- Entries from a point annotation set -
Begin

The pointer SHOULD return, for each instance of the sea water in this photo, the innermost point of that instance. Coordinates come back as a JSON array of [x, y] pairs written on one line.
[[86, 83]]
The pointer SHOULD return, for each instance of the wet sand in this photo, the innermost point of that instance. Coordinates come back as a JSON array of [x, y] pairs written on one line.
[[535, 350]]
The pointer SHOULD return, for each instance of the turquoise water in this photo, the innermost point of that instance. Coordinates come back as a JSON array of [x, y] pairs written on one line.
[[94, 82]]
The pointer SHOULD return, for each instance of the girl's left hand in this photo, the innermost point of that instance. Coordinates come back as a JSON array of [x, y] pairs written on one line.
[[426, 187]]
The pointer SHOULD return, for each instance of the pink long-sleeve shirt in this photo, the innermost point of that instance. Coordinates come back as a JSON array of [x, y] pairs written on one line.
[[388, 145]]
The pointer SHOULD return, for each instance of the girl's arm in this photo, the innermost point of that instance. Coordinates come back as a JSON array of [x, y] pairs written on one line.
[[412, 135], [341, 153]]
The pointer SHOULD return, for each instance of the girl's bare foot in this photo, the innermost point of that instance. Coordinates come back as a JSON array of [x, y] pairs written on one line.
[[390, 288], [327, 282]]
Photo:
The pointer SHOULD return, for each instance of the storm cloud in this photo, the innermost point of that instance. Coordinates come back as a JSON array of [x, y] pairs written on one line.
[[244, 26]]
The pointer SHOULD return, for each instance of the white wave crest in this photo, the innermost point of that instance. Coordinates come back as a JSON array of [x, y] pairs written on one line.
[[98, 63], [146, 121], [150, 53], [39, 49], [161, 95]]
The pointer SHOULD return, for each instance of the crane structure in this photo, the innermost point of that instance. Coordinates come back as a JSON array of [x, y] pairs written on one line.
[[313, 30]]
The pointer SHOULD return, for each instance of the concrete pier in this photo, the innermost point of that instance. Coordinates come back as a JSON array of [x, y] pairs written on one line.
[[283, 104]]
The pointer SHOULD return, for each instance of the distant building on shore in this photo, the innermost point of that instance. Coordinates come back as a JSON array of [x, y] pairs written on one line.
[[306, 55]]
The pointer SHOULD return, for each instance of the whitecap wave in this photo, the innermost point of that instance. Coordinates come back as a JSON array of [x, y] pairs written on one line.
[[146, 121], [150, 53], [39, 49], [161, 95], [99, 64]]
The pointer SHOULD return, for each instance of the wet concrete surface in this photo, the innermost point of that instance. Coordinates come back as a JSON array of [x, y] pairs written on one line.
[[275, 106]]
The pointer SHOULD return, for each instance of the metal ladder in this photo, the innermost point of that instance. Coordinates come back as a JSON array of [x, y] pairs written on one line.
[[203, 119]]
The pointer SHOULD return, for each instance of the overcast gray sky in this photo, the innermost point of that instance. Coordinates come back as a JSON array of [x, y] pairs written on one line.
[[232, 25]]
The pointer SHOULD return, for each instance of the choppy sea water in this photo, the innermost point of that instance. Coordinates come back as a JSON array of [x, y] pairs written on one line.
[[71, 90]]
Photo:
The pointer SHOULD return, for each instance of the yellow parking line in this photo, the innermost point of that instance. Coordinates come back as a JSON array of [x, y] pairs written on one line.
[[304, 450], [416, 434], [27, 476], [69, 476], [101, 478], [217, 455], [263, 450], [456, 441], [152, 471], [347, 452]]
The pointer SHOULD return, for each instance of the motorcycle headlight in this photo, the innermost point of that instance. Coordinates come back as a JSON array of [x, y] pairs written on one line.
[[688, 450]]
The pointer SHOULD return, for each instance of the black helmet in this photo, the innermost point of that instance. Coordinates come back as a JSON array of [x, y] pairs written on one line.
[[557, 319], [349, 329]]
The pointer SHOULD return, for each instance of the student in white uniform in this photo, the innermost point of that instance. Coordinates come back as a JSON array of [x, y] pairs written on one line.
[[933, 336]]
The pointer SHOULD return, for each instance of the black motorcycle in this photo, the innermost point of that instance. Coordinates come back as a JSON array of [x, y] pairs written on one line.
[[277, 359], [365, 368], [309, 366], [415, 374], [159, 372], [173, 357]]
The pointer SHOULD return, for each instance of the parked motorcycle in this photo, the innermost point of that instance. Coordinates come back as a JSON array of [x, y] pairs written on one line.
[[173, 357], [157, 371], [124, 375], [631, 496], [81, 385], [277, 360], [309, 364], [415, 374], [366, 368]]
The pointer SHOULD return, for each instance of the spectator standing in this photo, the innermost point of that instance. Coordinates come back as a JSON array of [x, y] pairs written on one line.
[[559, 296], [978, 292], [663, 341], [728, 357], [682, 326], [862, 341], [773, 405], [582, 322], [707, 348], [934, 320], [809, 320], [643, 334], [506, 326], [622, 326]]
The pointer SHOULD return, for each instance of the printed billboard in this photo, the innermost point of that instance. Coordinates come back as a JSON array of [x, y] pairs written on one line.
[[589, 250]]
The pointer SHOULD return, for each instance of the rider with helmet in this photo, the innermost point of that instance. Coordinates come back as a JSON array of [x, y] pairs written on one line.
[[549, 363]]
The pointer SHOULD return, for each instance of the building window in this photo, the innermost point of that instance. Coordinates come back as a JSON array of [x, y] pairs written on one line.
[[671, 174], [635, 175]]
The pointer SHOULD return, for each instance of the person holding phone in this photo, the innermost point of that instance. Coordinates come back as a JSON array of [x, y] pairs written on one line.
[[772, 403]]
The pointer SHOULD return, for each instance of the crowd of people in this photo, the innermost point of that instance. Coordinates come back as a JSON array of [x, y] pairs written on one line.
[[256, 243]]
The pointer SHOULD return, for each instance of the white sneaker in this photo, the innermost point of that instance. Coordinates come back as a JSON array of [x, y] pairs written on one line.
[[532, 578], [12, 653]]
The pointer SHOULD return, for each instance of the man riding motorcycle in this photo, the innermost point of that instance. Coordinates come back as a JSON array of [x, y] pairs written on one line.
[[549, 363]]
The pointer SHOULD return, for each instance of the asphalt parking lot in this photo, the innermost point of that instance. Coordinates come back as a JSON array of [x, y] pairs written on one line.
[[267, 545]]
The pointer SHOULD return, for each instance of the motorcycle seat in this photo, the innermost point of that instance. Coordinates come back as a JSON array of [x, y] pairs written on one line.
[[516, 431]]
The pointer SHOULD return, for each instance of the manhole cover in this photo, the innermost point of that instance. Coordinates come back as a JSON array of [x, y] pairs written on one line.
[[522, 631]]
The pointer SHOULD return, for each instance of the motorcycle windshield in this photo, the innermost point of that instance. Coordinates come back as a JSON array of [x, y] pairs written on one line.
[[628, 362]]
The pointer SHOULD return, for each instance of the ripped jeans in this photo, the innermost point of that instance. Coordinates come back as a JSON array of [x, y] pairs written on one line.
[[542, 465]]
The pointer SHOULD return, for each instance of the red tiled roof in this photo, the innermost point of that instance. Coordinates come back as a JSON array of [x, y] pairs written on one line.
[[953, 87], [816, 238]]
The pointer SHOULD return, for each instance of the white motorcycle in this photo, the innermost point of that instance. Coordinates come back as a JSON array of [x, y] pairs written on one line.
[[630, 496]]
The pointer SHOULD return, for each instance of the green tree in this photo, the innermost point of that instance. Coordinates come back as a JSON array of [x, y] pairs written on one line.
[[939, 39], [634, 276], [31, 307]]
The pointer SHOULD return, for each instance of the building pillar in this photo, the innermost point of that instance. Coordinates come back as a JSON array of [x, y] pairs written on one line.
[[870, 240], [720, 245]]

End

- OBJECTIVE -
Change every "innermost point" in the records to "central point" and leave everything else untouched.

- TASK OUTPUT -
The pointer SHOULD return, for each instance of the sea water in this photo, the central point of that instance. Coordinates come back as a JSON array of [x, y] pairs written on one line.
[[86, 83]]
The pointer SHOULD return, for each instance of the wet sand in this photo, the central point of that instance. Coordinates come back as a JSON array of [x, y] pairs written on one line.
[[535, 350]]
The pointer SHOULD return, for each instance of the turquoise water in this photo, the central point of that instance. Coordinates come back as a JSON array of [x, y] pairs written on one line.
[[94, 82]]
The pointer SHOULD return, for each instance of the girl's left hand in this photo, the central point of that instance. Coordinates come back as a JSON array of [x, y] pairs written on one line.
[[426, 187]]
The pointer SHOULD return, for each instance of the pink long-sleeve shirt in this photo, the central point of that instance. Coordinates come back as a JSON array of [x, y] pairs written on one line.
[[388, 145]]
The pointer SHOULD return, for each instance of the girl's arm in this photo, the central point of that instance. Coordinates come back as a JSON array of [x, y] pairs written on one line.
[[412, 135], [341, 153]]
The pointer SHOULD return, for each instance of the girl's bare foot in this photo, the central point of that instance. Coordinates come back as a JSON array of [x, y] pairs written on one line.
[[390, 288], [327, 282]]
Photo:
The pointer SHOULD return, for each instance of the storm cloud in this photo, the central point of that instance. Coordinates come back as a JSON array of [x, y] pairs written on one line.
[[244, 26]]
The pointer SHOULD return, for each instance of the white wave crest in this photo, the central point of that instance. Coordinates come back as a JSON array of [x, y] pairs written on one line.
[[98, 63], [146, 121], [150, 53], [39, 49], [161, 95]]
The pointer SHOULD return, for each instance of the crane structure in this photo, the central point of that instance. Coordinates come back as a JSON array of [x, y] pairs written on one line.
[[313, 30]]
The pointer SHOULD return, for each instance of the concrete pier in this photo, the central point of that instance. Coordinates come back as a JSON array of [x, y] pairs written on one line.
[[283, 104]]
The pointer SHOULD return, for each instance of the distant building on shore in this photo, the central point of that instance. Coordinates come back as a JSON array of [x, y] pairs written on one line.
[[306, 55]]
The pointer SHOULD return, for each instance of the whitecap wave in this photo, the central point of that instance. Coordinates come back as a JSON array of [x, y] pairs written on one line.
[[146, 121], [150, 53], [39, 49], [161, 95], [99, 64]]
The pointer SHOULD return, for each instance of the wet concrete surface in this photo, the central point of that instance. Coordinates come back as a JSON array of [x, y] pairs written on one line.
[[275, 106]]
The pointer SHOULD return, for each instance of the metal ladder in this photo, the central point of that instance. Coordinates come back as a JSON array of [x, y] pairs written on one line.
[[203, 119]]
The pointer SHOULD return, for each instance of the overcast gray sky in this photo, the central point of that instance. Coordinates come back as a JSON array of [x, y] pairs written on one line.
[[232, 25]]
The pointer SHOULD return, for each instance of the choppy sea water in this photo, the central point of that instance. Coordinates come back as a JSON array of [x, y] pairs written on one line.
[[71, 90]]
Photo:
The pointer SHOULD return, for each instance of the yellow parking line in this photo, the central point of that instance. Coordinates come back as a JSON array of [x, y] pairs written on one line.
[[304, 450], [416, 434], [27, 476], [69, 476], [101, 478], [217, 455], [263, 450], [456, 441], [152, 471], [347, 452]]
The pointer SHOULD return, for each instance of the motorcycle headlight in this photo, the central point of that instance. Coordinates come back as a JSON array of [x, y] pairs written on one line.
[[688, 450]]
The pointer SHOULD return, for each instance of the black helmet in this photo, the central point of that instance. Coordinates come back as a JSON array of [x, y] pairs written on one line.
[[557, 319], [349, 329]]
The pointer SHOULD return, for each instance of the student in white uniform in this photo, the central point of that instance. Coordinates come back as a JSON array of [x, y] pairs written on one line.
[[933, 336]]
The pointer SHOULD return, for each instance of the black motorcycle in this photo, the central point of that instance. Coordinates come back as a JSON array of [x, y] pairs written on one line.
[[277, 359], [365, 368], [309, 366], [415, 374], [159, 372], [173, 357]]
The pointer SHOULD return, for each instance of the parked motorcycle in this photo, the central point of that instance. Coordinates come back as a JSON array of [x, y] pairs written on one line.
[[173, 357], [157, 371], [124, 375], [631, 496], [81, 385], [277, 360], [309, 364], [415, 374], [366, 368]]
The pointer SHOULD return, for each instance of the spectator standing in this photo, the central point of that instance. Coordinates come back as a JSON array of [x, y] pairs written on one line.
[[559, 296], [978, 292], [663, 341], [728, 357], [682, 326], [862, 341], [773, 405], [582, 322], [707, 348], [934, 320], [809, 320], [643, 334], [506, 326], [622, 326]]
The pointer SHOULD return, for each instance of the printed billboard in this photo, the central point of that instance. Coordinates come back as a JSON array of [x, y] pairs written on one line.
[[589, 250]]
The pointer SHOULD return, for each instance of the rider with helmet in this photo, the central point of that instance. Coordinates come back as a JSON array of [x, y] pairs written on one line.
[[549, 363]]
The pointer SHOULD return, for each instance of the building window in this photo, the central point of that instance. Coordinates come back as a JSON array of [x, y] pairs written on one line.
[[671, 174], [635, 175]]
The pointer SHOULD return, for each instance of the person holding phone in this photo, the central point of that instance. Coordinates come back as a JSON array of [x, y] pairs written on one line.
[[772, 403]]
The pointer SHOULD return, for each instance of the crowd of people in this photo, the central point of that instance. Coordinates come back as a JSON array of [x, y] pairs written on one line.
[[256, 243]]
The pointer SHOULD return, for each instance of the white sneaker in this photo, the central point of that instance. Coordinates come back as a JSON array of [x, y] pairs written on one line.
[[532, 578], [12, 653]]
The pointer SHOULD return, for each instance of the man riding motorcycle in this photo, the central point of that instance. Coordinates come back as a JSON array of [x, y] pairs written on one line.
[[549, 363]]
The pointer SHOULD return, for each instance of the asphalt parking lot in this photo, the central point of that instance. Coordinates come back as a JSON array of [x, y] pairs written on one line.
[[267, 545]]
The pointer SHOULD return, for each instance of the motorcycle seat in this photo, the central point of that instance. Coordinates come back as a JSON array of [x, y] pairs written on one line.
[[516, 431]]
The pointer SHOULD return, for each instance of the manhole cover in this photo, the central point of that instance. Coordinates come back as a JSON array of [x, y] pairs written on one line.
[[522, 631]]
The pointer SHOULD return, for each instance of the motorcycle windshield in this photo, the central point of that instance. Coordinates come back as a JSON array of [x, y] pairs written on one line.
[[628, 362]]
The pointer SHOULD return, for each instance of the ripped jeans in this photo, the central point of that instance. Coordinates come back as a JSON array of [x, y] pairs written on one line.
[[542, 465]]
The pointer SHOULD return, for each instance of the red tiled roof in this photo, the central point of that instance. Coordinates come back as a JSON array of [x, y] pairs written on one line.
[[953, 87], [816, 238]]
The pointer SHOULD return, for each instance of the white motorcycle in this photo, the central point of that instance. Coordinates come back as a JSON array of [x, y] pairs written on one line.
[[630, 496]]
The pointer SHOULD return, for each instance of the green tree in this photo, the central point of that instance. Coordinates come back as a JSON array of [x, y] pairs written on one line.
[[939, 39], [634, 276], [31, 307]]
The pointer SHOULD return, for each instance of the building pillar in this photo, the central point of that instance. Coordinates come back as a JSON array of [x, y] pairs written on one line.
[[870, 240], [720, 245]]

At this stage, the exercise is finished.